- [Required work]:
• 1. Translate this sentence from the blog post on old English cookery into Spanish: "First published in 1747, this cookery book was an enormous success, so much so that it was revised and reprinted many times over the subsequent 70 years."
• 2. List every number written in digits in the blog post on old English cookery.

Thursday 18 May 2017

Pork & Beans (or Ramblings on the Food of Old England & a Shared Inheritance) 

Dry curing pork belly for bacon

I recently spent the best part of a weekend perusing the pages of various ancient cookery tomes (admittedly in facsimile form, on line, so not quite the tactile and ocular pleasure it sounds!), ostensibly in search of old bacon curing recipes but, in truth, simply as an excuse to riffle through the 'receipts' and epicurean delights of Old England. I was particularly enthralled by the recipes and notes contained in 'The Art of Cookery, Made Plain and Easy' by A Lady, the lady in question being Mrs Hannah Glasse. First published in 1747, this cookery book was an enormous success, so much so that it was revised and reprinted many times over the subsequent 70 years. The book gives a fascinating insight into the culinary arts of the mid Georgian period, albeit a style of cooking generally enjoyed by the middle and higher orders; that is, households wealthy enough to keep at least a cook and a few servants.

- [Raw data]:
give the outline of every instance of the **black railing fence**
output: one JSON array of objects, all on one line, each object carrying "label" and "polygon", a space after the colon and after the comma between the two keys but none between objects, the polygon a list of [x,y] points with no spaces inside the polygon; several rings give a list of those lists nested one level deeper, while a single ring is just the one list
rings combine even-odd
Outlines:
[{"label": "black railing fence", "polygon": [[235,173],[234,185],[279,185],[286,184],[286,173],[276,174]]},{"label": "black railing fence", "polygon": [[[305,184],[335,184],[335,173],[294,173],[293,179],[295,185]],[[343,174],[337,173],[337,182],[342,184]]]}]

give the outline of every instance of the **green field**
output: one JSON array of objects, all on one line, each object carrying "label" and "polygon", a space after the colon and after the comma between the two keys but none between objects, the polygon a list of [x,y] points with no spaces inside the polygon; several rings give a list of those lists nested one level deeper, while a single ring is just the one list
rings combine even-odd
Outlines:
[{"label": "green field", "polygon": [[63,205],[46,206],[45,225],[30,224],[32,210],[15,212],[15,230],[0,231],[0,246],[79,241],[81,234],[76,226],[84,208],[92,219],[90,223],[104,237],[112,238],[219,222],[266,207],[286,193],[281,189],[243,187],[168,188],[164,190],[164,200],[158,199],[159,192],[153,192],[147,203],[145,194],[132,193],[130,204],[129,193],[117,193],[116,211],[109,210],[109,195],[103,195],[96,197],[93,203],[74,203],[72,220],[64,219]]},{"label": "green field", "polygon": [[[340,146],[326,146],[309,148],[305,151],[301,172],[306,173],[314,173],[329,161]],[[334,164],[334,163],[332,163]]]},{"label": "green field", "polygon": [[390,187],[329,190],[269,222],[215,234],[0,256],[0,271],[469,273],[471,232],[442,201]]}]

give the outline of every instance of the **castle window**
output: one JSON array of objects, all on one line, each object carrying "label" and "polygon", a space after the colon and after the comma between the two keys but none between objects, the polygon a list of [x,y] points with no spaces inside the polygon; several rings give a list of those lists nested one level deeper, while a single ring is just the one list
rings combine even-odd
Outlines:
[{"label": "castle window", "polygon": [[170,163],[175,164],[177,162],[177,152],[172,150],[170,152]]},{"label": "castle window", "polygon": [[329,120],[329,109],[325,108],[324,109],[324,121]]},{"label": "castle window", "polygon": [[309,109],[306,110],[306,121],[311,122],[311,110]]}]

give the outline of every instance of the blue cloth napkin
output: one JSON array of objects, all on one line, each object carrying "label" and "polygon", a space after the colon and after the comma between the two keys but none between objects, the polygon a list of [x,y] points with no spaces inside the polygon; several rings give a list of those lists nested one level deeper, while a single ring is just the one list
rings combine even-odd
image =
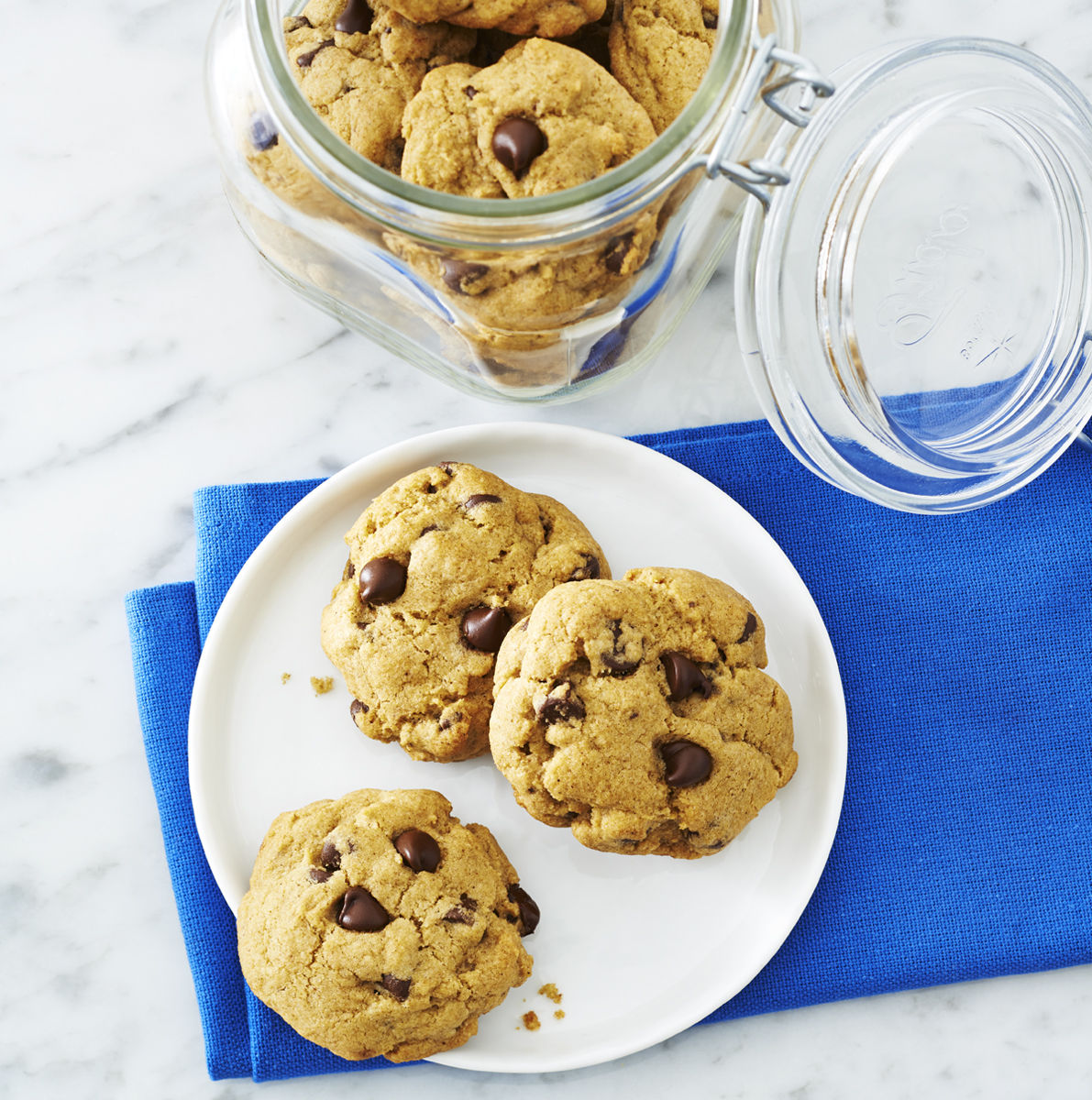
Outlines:
[{"label": "blue cloth napkin", "polygon": [[[1092,961],[1092,453],[979,512],[888,512],[765,424],[640,437],[719,485],[810,588],[841,667],[849,771],[830,861],[768,966],[709,1020]],[[127,601],[141,725],[214,1078],[387,1065],[299,1038],[245,989],[194,827],[186,723],[239,568],[317,482],[195,498],[194,584]]]}]

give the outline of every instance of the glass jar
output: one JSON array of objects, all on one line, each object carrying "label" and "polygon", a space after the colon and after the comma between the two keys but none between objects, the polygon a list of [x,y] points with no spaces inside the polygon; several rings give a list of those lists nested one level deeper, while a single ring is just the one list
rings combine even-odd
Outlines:
[{"label": "glass jar", "polygon": [[662,349],[734,239],[744,195],[709,151],[757,148],[757,69],[802,61],[793,0],[725,0],[708,75],[654,145],[607,176],[528,199],[410,184],[343,144],[288,70],[293,0],[226,0],[207,98],[225,189],[274,272],[395,354],[479,396],[582,397]]},{"label": "glass jar", "polygon": [[226,0],[212,31],[229,201],[305,298],[450,384],[558,402],[619,381],[739,233],[751,381],[832,484],[976,507],[1092,417],[1092,106],[1026,51],[911,43],[827,80],[795,52],[791,0],[736,0],[690,103],[633,160],[470,199],[342,144],[288,72],[283,14]]}]

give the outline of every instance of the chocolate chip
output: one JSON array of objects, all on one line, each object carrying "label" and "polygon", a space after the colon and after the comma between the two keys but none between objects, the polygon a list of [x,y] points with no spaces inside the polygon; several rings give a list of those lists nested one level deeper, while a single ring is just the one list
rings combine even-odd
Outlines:
[{"label": "chocolate chip", "polygon": [[518,882],[513,882],[509,887],[509,901],[514,901],[520,906],[520,935],[529,936],[538,927],[540,915],[534,899]]},{"label": "chocolate chip", "polygon": [[394,838],[394,847],[412,871],[435,871],[440,866],[440,846],[419,828],[400,833]]},{"label": "chocolate chip", "polygon": [[535,712],[538,721],[552,726],[555,722],[579,721],[585,716],[583,702],[567,680],[550,689]]},{"label": "chocolate chip", "polygon": [[334,26],[345,34],[367,34],[372,29],[372,10],[364,0],[348,0]]},{"label": "chocolate chip", "polygon": [[603,664],[610,669],[612,676],[632,675],[637,671],[637,667],[641,664],[641,658],[638,657],[635,661],[633,661],[626,657],[626,647],[622,644],[621,619],[614,619],[614,622],[611,623],[611,631],[614,635],[614,644],[611,652],[603,653]]},{"label": "chocolate chip", "polygon": [[607,246],[607,255],[603,256],[603,266],[612,275],[621,275],[622,267],[625,264],[625,257],[630,254],[632,249],[632,233],[624,233],[622,237],[615,237]]},{"label": "chocolate chip", "polygon": [[389,604],[406,591],[406,568],[393,558],[372,558],[360,566],[360,601]]},{"label": "chocolate chip", "polygon": [[301,68],[310,68],[310,63],[327,47],[332,46],[334,40],[327,38],[325,42],[320,42],[314,50],[308,50],[307,53],[301,54],[296,58],[296,64]]},{"label": "chocolate chip", "polygon": [[713,693],[712,682],[689,657],[681,653],[664,653],[664,672],[667,675],[667,697],[673,703],[680,703],[698,692],[702,698],[709,698]]},{"label": "chocolate chip", "polygon": [[255,114],[250,120],[250,143],[260,153],[272,148],[279,141],[273,121],[265,114]]},{"label": "chocolate chip", "polygon": [[404,1001],[410,996],[408,978],[395,978],[393,974],[384,974],[382,986],[396,1001]]},{"label": "chocolate chip", "polygon": [[462,616],[462,640],[471,649],[495,653],[512,626],[512,616],[503,607],[474,607]]},{"label": "chocolate chip", "polygon": [[599,579],[600,565],[599,559],[591,553],[586,553],[583,556],[583,564],[578,565],[569,574],[570,581],[596,581]]},{"label": "chocolate chip", "polygon": [[709,751],[694,741],[668,741],[660,745],[659,755],[664,760],[664,779],[668,787],[697,787],[713,770],[713,758]]},{"label": "chocolate chip", "polygon": [[341,899],[338,924],[349,932],[379,932],[391,923],[391,916],[363,888],[349,887]]},{"label": "chocolate chip", "polygon": [[493,156],[517,179],[546,152],[546,135],[529,119],[505,119],[493,131]]},{"label": "chocolate chip", "polygon": [[444,285],[455,290],[456,294],[467,294],[468,283],[474,283],[488,275],[489,268],[484,264],[472,264],[467,260],[445,260],[440,264],[440,276]]}]

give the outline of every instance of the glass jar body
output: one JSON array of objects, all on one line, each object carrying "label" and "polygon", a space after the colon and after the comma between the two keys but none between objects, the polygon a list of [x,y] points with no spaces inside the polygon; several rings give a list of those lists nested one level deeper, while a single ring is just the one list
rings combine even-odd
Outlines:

- [Solutions for each task]:
• 1. Publicado por primera vez en 1747, este libro de cocina tuvo un éxito enorme, tanto que fue revisado y reimpreso muchas veces a lo largo de los 70 años siguientes.

• 2. 18, 2017, 1747, 70